Goal of the exercise ::
Pull out each line of the records that contains the string "stream", matching it case-sensitively.

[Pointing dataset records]
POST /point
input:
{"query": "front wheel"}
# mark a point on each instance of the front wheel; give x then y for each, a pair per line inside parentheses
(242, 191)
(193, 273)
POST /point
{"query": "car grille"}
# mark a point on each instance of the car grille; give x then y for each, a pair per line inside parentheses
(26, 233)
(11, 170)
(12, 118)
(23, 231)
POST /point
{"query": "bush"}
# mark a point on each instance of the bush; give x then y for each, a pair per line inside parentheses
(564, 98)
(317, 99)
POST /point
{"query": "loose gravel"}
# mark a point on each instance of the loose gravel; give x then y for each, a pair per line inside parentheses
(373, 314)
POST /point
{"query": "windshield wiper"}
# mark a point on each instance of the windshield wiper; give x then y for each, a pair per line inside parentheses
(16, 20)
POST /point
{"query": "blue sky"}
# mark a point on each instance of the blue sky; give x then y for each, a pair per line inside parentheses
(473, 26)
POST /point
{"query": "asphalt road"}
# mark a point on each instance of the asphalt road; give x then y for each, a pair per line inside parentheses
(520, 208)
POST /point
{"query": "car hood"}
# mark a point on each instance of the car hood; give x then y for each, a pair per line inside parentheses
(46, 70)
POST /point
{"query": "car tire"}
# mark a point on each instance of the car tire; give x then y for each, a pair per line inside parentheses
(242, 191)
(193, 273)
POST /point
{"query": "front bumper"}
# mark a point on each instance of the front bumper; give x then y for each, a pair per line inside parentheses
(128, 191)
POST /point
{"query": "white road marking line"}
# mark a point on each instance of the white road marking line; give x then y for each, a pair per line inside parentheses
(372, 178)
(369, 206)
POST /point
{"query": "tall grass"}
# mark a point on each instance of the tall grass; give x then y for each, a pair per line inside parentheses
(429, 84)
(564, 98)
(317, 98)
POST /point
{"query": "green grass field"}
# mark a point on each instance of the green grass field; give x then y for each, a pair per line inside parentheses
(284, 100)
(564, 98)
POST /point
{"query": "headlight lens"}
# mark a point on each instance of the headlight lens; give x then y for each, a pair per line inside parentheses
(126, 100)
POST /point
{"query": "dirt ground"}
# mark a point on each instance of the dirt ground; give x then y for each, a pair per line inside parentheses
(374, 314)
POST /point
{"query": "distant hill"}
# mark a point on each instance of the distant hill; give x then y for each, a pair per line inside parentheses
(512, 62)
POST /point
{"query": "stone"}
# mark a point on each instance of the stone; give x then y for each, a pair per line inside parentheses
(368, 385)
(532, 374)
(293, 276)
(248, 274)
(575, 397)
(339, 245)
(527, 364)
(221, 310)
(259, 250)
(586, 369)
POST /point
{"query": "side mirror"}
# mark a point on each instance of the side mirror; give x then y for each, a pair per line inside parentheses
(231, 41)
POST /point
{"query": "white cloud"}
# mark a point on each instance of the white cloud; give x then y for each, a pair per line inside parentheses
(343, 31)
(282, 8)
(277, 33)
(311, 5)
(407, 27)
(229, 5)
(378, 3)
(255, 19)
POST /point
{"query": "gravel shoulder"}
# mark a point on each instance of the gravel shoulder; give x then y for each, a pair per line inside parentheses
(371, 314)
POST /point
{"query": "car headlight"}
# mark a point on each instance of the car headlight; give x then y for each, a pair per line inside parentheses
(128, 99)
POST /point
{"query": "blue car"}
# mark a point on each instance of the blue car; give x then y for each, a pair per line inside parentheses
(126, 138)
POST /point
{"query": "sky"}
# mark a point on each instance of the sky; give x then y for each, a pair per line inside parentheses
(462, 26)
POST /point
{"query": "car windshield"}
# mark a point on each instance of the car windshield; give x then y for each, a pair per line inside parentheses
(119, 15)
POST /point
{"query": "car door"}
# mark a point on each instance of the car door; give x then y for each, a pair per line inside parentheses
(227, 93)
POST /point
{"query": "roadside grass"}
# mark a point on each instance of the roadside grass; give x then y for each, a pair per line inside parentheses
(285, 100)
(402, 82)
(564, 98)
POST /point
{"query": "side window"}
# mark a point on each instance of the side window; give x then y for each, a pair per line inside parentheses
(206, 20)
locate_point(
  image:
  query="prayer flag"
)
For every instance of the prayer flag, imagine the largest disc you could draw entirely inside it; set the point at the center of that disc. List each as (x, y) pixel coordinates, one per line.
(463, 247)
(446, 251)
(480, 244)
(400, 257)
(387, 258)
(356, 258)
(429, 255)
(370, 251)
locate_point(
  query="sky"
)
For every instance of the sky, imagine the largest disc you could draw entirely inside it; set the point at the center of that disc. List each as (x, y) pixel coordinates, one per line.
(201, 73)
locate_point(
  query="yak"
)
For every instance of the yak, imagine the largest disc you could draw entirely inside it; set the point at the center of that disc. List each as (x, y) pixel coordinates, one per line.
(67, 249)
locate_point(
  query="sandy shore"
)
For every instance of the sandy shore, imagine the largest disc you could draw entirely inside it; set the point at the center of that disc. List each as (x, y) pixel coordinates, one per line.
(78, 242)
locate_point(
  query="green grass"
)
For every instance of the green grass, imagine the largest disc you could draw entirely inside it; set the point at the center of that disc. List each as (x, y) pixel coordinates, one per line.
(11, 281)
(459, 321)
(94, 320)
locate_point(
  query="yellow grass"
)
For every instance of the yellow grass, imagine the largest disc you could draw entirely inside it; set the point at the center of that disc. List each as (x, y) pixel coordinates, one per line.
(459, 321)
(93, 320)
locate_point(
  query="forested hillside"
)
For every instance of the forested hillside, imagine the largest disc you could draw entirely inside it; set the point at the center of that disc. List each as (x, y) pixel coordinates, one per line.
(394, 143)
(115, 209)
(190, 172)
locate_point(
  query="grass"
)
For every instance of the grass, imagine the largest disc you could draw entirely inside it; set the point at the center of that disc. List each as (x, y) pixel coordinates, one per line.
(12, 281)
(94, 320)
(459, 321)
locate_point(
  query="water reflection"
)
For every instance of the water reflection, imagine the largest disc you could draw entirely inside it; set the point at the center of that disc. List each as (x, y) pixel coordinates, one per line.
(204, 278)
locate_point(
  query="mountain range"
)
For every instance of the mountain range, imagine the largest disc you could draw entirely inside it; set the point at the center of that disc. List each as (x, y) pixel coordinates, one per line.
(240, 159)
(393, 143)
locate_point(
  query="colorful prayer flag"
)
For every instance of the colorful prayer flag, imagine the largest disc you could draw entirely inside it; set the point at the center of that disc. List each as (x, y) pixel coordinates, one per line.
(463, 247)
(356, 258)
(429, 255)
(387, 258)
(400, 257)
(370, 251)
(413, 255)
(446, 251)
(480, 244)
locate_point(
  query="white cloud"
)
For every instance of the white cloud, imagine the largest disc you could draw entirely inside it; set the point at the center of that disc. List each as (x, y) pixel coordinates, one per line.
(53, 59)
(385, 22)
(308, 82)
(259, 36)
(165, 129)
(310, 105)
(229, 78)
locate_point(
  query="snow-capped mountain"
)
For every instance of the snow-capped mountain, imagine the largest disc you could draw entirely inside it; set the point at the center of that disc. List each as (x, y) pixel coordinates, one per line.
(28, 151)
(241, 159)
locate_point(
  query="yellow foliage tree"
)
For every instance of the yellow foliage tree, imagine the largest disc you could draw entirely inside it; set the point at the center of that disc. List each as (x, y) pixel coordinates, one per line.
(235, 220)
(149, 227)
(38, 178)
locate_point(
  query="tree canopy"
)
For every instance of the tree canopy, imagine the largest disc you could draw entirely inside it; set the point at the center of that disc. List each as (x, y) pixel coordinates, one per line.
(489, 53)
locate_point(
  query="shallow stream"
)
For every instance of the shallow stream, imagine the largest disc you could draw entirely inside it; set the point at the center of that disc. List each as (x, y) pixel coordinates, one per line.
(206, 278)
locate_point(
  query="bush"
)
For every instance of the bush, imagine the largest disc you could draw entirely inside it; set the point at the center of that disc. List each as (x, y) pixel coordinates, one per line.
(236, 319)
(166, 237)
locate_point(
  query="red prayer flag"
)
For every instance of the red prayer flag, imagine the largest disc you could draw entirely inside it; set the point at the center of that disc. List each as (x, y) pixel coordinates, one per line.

Complete output ::
  query="shallow stream"
For every instance of the shallow stream, imagine the largest disc you could draw entirely inside it; set the point at the center of that disc. List each as (x, y) pixel coordinates, one per line.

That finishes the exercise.